Your assignment
The answer must be the full listing, restated word for word.

Data to process
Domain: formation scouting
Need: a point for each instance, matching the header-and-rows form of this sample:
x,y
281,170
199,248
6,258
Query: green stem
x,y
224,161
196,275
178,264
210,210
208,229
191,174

Response
Domain: formation scouting
Need: a point for each instance, matching the header-and-rows form of this sample:
x,y
281,170
199,248
6,258
Query: green stem
x,y
224,161
196,275
178,264
210,210
208,229
191,174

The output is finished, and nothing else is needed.